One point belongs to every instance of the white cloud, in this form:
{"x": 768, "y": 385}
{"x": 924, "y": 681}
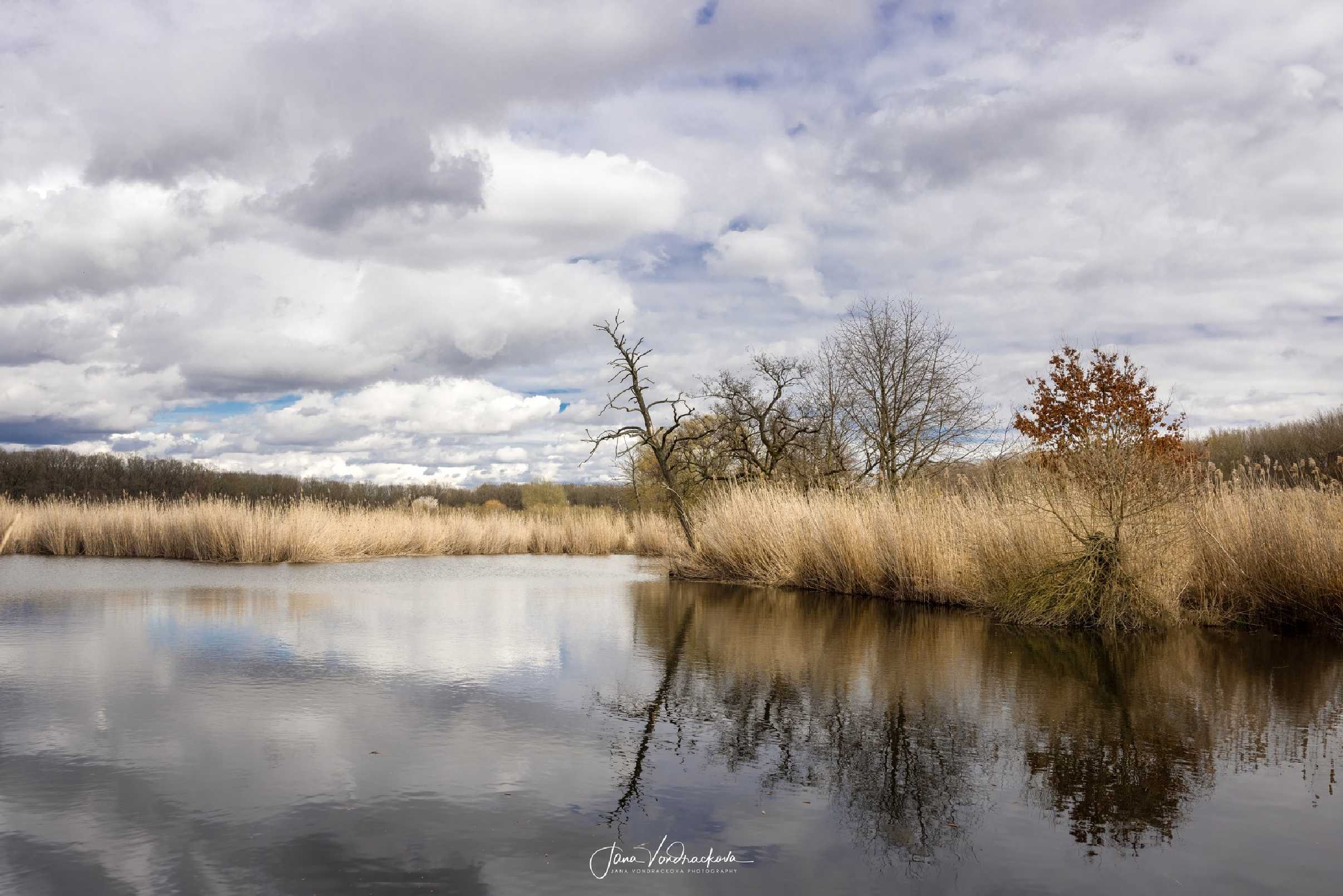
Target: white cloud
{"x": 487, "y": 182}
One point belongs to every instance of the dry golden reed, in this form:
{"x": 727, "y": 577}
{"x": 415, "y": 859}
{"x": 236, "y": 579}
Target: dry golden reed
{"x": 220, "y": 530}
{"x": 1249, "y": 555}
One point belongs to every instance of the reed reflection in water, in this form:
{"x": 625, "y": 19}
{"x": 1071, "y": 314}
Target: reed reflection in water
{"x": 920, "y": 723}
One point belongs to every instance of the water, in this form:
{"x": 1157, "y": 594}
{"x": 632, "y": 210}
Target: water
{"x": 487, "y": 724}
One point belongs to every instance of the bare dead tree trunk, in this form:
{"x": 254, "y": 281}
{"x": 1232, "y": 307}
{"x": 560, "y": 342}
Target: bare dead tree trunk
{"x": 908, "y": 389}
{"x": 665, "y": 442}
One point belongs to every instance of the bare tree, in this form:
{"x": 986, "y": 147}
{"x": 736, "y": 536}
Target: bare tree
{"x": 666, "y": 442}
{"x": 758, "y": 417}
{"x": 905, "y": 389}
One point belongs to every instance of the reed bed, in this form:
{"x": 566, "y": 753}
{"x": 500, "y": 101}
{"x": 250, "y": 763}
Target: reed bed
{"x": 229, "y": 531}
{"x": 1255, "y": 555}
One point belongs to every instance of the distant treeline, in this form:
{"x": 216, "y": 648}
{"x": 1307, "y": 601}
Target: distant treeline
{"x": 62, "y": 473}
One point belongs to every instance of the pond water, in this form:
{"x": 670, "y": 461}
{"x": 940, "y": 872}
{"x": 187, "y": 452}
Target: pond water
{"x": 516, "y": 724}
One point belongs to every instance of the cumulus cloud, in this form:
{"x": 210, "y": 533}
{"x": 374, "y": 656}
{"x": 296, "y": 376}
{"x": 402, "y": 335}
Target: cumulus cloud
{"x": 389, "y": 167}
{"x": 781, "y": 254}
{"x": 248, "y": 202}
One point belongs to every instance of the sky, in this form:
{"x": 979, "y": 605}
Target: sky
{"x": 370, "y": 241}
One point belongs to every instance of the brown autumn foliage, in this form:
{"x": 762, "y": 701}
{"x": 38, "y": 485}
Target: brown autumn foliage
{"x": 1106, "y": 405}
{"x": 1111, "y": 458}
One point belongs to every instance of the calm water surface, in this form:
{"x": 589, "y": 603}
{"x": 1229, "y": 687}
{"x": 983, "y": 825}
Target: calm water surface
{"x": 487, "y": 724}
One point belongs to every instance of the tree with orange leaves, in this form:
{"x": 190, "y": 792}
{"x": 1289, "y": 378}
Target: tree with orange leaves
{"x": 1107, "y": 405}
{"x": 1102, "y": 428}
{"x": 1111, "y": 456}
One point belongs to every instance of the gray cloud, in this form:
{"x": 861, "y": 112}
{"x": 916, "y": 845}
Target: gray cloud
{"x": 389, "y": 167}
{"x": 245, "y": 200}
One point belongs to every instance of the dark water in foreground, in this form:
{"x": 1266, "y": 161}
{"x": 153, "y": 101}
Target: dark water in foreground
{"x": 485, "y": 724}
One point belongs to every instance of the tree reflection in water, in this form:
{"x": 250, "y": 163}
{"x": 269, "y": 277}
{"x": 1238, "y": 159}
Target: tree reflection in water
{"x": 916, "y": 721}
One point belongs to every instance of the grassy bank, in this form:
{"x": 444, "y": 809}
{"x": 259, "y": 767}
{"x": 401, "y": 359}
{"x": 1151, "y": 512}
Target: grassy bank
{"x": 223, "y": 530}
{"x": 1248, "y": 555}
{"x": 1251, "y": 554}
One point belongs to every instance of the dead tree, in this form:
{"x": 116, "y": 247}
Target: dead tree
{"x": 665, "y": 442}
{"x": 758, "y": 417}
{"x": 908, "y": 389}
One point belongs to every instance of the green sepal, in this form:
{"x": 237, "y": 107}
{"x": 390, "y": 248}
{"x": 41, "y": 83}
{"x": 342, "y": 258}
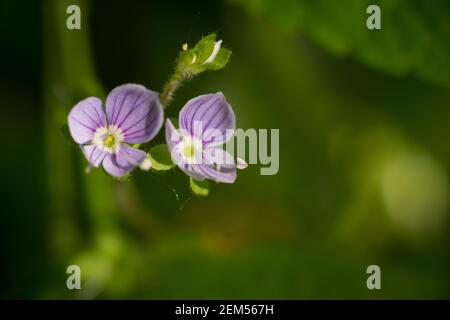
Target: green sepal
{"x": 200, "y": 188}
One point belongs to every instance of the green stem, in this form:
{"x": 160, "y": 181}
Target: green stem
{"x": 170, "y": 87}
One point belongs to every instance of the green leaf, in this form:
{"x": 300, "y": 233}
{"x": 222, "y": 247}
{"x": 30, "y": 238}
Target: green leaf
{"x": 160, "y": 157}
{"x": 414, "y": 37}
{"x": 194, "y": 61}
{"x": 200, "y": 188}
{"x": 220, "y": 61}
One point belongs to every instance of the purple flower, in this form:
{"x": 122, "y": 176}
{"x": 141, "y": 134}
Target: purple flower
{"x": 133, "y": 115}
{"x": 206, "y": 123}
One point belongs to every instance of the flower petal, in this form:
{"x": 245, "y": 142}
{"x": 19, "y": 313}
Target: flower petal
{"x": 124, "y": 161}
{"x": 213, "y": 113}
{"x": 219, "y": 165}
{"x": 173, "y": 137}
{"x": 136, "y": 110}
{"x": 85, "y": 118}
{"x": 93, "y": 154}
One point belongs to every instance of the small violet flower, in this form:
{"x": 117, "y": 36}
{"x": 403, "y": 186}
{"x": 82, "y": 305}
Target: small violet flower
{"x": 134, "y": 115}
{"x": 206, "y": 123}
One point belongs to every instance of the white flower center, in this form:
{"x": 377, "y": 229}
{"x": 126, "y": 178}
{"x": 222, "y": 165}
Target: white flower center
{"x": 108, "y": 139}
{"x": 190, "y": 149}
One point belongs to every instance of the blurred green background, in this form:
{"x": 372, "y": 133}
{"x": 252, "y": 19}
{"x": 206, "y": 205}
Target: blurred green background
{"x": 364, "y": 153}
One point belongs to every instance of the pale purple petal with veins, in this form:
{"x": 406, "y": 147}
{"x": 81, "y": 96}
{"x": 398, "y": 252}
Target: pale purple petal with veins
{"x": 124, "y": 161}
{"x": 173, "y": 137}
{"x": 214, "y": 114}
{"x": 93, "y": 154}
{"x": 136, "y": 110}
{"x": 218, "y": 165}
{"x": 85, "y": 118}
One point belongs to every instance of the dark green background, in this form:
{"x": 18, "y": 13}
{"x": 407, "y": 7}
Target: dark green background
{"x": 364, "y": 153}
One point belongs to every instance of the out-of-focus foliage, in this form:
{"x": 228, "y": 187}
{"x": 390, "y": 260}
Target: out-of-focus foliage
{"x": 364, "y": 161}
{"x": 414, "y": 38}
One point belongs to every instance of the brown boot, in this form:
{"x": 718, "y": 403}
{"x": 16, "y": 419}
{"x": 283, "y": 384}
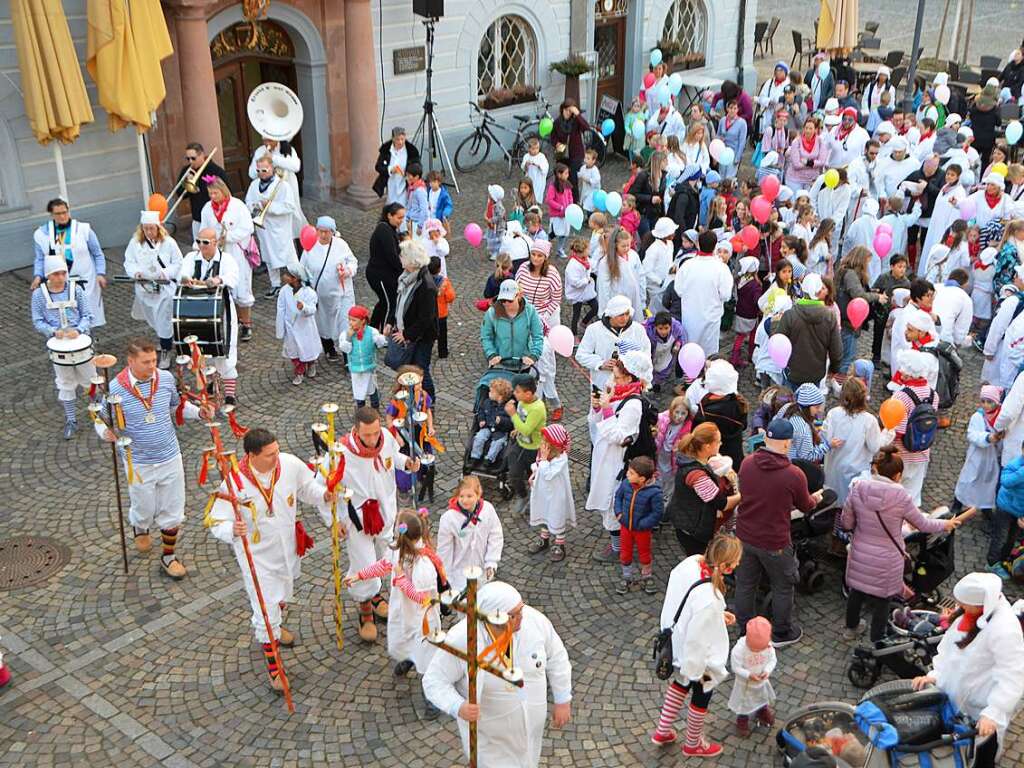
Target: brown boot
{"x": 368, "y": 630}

[WHAT YOU HAVE TO DO]:
Turn the listing above into a Markdown table with two columns, Row and Line, numbering every non-blank line in order. Omit the pictures.

[ANSWER TO THE PROBLEM]:
| Row | Line |
|---|---|
| 1 | One point belongs to every instance of the white cloud, in this form: |
| 2 | {"x": 768, "y": 385} |
| 3 | {"x": 924, "y": 681} |
| 4 | Target: white cloud |
| 5 | {"x": 487, "y": 182} |
| 6 | One point belongs to every instance of the dry golden reed, in this form: |
| 7 | {"x": 727, "y": 577} |
| 8 | {"x": 415, "y": 859} |
| 9 | {"x": 236, "y": 579} |
| 10 | Target: dry golden reed |
| 11 | {"x": 220, "y": 530} |
| 12 | {"x": 1249, "y": 555} |
| 13 | One point belongs to every instance of the reed reflection in water, in this form: |
| 14 | {"x": 625, "y": 19} |
| 15 | {"x": 1071, "y": 314} |
| 16 | Target: reed reflection in water |
| 17 | {"x": 920, "y": 723} |
| 18 | One point belongs to every instance of the water, in this form: |
| 19 | {"x": 1157, "y": 594} |
| 20 | {"x": 632, "y": 210} |
| 21 | Target: water |
| 22 | {"x": 487, "y": 724} |
| 23 | One point belongs to every instance of the bare dead tree trunk, in this form: |
| 24 | {"x": 254, "y": 281} |
| 25 | {"x": 1232, "y": 307} |
| 26 | {"x": 560, "y": 342} |
| 27 | Target: bare dead tree trunk |
| 28 | {"x": 908, "y": 389} |
| 29 | {"x": 665, "y": 442} |
| 30 | One point belongs to every instance of the bare tree, in this form: |
| 31 | {"x": 986, "y": 147} |
| 32 | {"x": 736, "y": 536} |
| 33 | Target: bare tree |
| 34 | {"x": 666, "y": 442} |
| 35 | {"x": 758, "y": 417} |
| 36 | {"x": 905, "y": 389} |
| 37 | One point belongs to every instance of the reed bed, in this form: |
| 38 | {"x": 566, "y": 753} |
| 39 | {"x": 500, "y": 101} |
| 40 | {"x": 250, "y": 763} |
| 41 | Target: reed bed |
| 42 | {"x": 229, "y": 531} |
| 43 | {"x": 1255, "y": 555} |
| 44 | One point belongs to every instance of the distant treeline, in this form: |
| 45 | {"x": 216, "y": 648} |
| 46 | {"x": 1307, "y": 601} |
| 47 | Target: distant treeline |
| 48 | {"x": 62, "y": 473} |
| 49 | One point belongs to every instance of the pond water, in this form: |
| 50 | {"x": 670, "y": 461} |
| 51 | {"x": 940, "y": 872} |
| 52 | {"x": 187, "y": 452} |
| 53 | Target: pond water |
| 54 | {"x": 516, "y": 724} |
| 55 | One point belongs to every instance of the cumulus cloud, in this form: |
| 56 | {"x": 210, "y": 533} |
| 57 | {"x": 374, "y": 656} |
| 58 | {"x": 296, "y": 376} |
| 59 | {"x": 402, "y": 335} |
| 60 | Target: cumulus cloud |
| 61 | {"x": 389, "y": 167} |
| 62 | {"x": 781, "y": 254} |
| 63 | {"x": 248, "y": 202} |
| 64 | One point belongs to every instance of the sky, in this form: |
| 65 | {"x": 979, "y": 605} |
| 66 | Target: sky |
| 67 | {"x": 370, "y": 241} |
| 68 | One point belongs to every instance of the brown autumn foliage, in this form: |
| 69 | {"x": 762, "y": 701} |
| 70 | {"x": 38, "y": 485} |
| 71 | Target: brown autumn foliage |
| 72 | {"x": 1106, "y": 405} |
| 73 | {"x": 1111, "y": 458} |
| 74 | One point belongs to every instance of the calm water surface, in this form: |
| 75 | {"x": 589, "y": 603} |
| 76 | {"x": 1229, "y": 687} |
| 77 | {"x": 983, "y": 825} |
| 78 | Target: calm water surface |
| 79 | {"x": 487, "y": 724} |
| 80 | One point belongs to every instance of the tree with orange leaves, in this form: |
| 81 | {"x": 190, "y": 792} |
| 82 | {"x": 1289, "y": 378} |
| 83 | Target: tree with orange leaves |
| 84 | {"x": 1107, "y": 405} |
| 85 | {"x": 1102, "y": 428} |
| 86 | {"x": 1111, "y": 456} |
| 87 | One point belongs to every instance of the gray cloud, in this form: |
| 88 | {"x": 861, "y": 112} |
| 89 | {"x": 916, "y": 845} |
| 90 | Target: gray cloud |
| 91 | {"x": 389, "y": 167} |
| 92 | {"x": 245, "y": 200} |
| 93 | One point belongs to every instance of the dark water in foreground, in this form: |
| 94 | {"x": 1266, "y": 161} |
| 95 | {"x": 153, "y": 101} |
| 96 | Target: dark water in foreground |
| 97 | {"x": 485, "y": 724} |
| 98 | One point belongs to every instance of the tree reflection in water, in this form: |
| 99 | {"x": 250, "y": 163} |
| 100 | {"x": 269, "y": 277} |
| 101 | {"x": 1238, "y": 159} |
| 102 | Target: tree reflection in water |
| 103 | {"x": 916, "y": 721} |
| 104 | One point belongs to every instance of the grassy bank, in this form: |
| 105 | {"x": 444, "y": 809} |
| 106 | {"x": 259, "y": 767} |
| 107 | {"x": 401, "y": 359} |
| 108 | {"x": 1151, "y": 512} |
| 109 | Target: grassy bank |
| 110 | {"x": 223, "y": 530} |
| 111 | {"x": 1248, "y": 555} |
| 112 | {"x": 1251, "y": 554} |
| 113 | One point belongs to every instance of the dead tree, in this form: |
| 114 | {"x": 116, "y": 247} |
| 115 | Target: dead tree |
| 116 | {"x": 665, "y": 442} |
| 117 | {"x": 758, "y": 417} |
| 118 | {"x": 908, "y": 389} |
| 119 | One point belongs to every instance of the green sepal, in this form: |
| 120 | {"x": 237, "y": 107} |
| 121 | {"x": 390, "y": 248} |
| 122 | {"x": 41, "y": 83} |
| 123 | {"x": 342, "y": 258} |
| 124 | Target: green sepal |
| 125 | {"x": 200, "y": 188} |
| 126 | One point belongs to every instance of the green stem, in this form: |
| 127 | {"x": 160, "y": 181} |
| 128 | Target: green stem |
| 129 | {"x": 170, "y": 87} |
| 130 | One point belongs to every instance of the green leaf, in this form: |
| 131 | {"x": 300, "y": 233} |
| 132 | {"x": 222, "y": 247} |
| 133 | {"x": 30, "y": 238} |
| 134 | Target: green leaf |
| 135 | {"x": 160, "y": 157} |
| 136 | {"x": 414, "y": 37} |
| 137 | {"x": 194, "y": 61} |
| 138 | {"x": 200, "y": 188} |
| 139 | {"x": 220, "y": 61} |
| 140 | One point belongs to every instance of the purple flower, in this form: |
| 141 | {"x": 122, "y": 176} |
| 142 | {"x": 141, "y": 134} |
| 143 | Target: purple flower |
| 144 | {"x": 133, "y": 115} |
| 145 | {"x": 206, "y": 123} |
| 146 | One point belongs to every instance of the flower petal, in this form: |
| 147 | {"x": 245, "y": 142} |
| 148 | {"x": 19, "y": 313} |
| 149 | Target: flower petal |
| 150 | {"x": 124, "y": 161} |
| 151 | {"x": 213, "y": 113} |
| 152 | {"x": 219, "y": 165} |
| 153 | {"x": 173, "y": 137} |
| 154 | {"x": 136, "y": 110} |
| 155 | {"x": 85, "y": 118} |
| 156 | {"x": 93, "y": 154} |
| 157 | One point belongs to every instance of the small violet flower, in this form: |
| 158 | {"x": 117, "y": 36} |
| 159 | {"x": 403, "y": 186} |
| 160 | {"x": 82, "y": 305} |
| 161 | Target: small violet flower |
| 162 | {"x": 134, "y": 115} |
| 163 | {"x": 206, "y": 123} |
| 164 | One point belongs to every instance of the white flower center, in this form: |
| 165 | {"x": 377, "y": 229} |
| 166 | {"x": 126, "y": 178} |
| 167 | {"x": 222, "y": 165} |
| 168 | Target: white flower center |
| 169 | {"x": 108, "y": 139} |
| 170 | {"x": 190, "y": 149} |
| 171 | One point belongs to every instance of the blurred green background, in this form: |
| 172 | {"x": 372, "y": 133} |
| 173 | {"x": 252, "y": 19} |
| 174 | {"x": 206, "y": 205} |
| 175 | Target: blurred green background |
| 176 | {"x": 364, "y": 153} |
| 177 | One point belongs to every instance of the pale purple petal with veins, in this form: |
| 178 | {"x": 406, "y": 147} |
| 179 | {"x": 81, "y": 96} |
| 180 | {"x": 398, "y": 252} |
| 181 | Target: pale purple petal with veins |
| 182 | {"x": 124, "y": 161} |
| 183 | {"x": 173, "y": 137} |
| 184 | {"x": 214, "y": 114} |
| 185 | {"x": 93, "y": 154} |
| 186 | {"x": 136, "y": 110} |
| 187 | {"x": 218, "y": 165} |
| 188 | {"x": 85, "y": 118} |
| 189 | One point belongs to every instance of the dark green background, in this form: |
| 190 | {"x": 18, "y": 13} |
| 191 | {"x": 407, "y": 7} |
| 192 | Target: dark green background |
| 193 | {"x": 364, "y": 153} |
| 194 | One point belongs to every instance of the out-of-focus foliage, in this form: |
| 195 | {"x": 228, "y": 187} |
| 196 | {"x": 390, "y": 260} |
| 197 | Target: out-of-focus foliage |
| 198 | {"x": 364, "y": 161} |
| 199 | {"x": 414, "y": 38} |
| 200 | One point belongs to every instance of the brown boot, in this form: |
| 201 | {"x": 718, "y": 403} |
| 202 | {"x": 16, "y": 419} |
| 203 | {"x": 283, "y": 384} |
| 204 | Target: brown boot |
| 205 | {"x": 368, "y": 630} |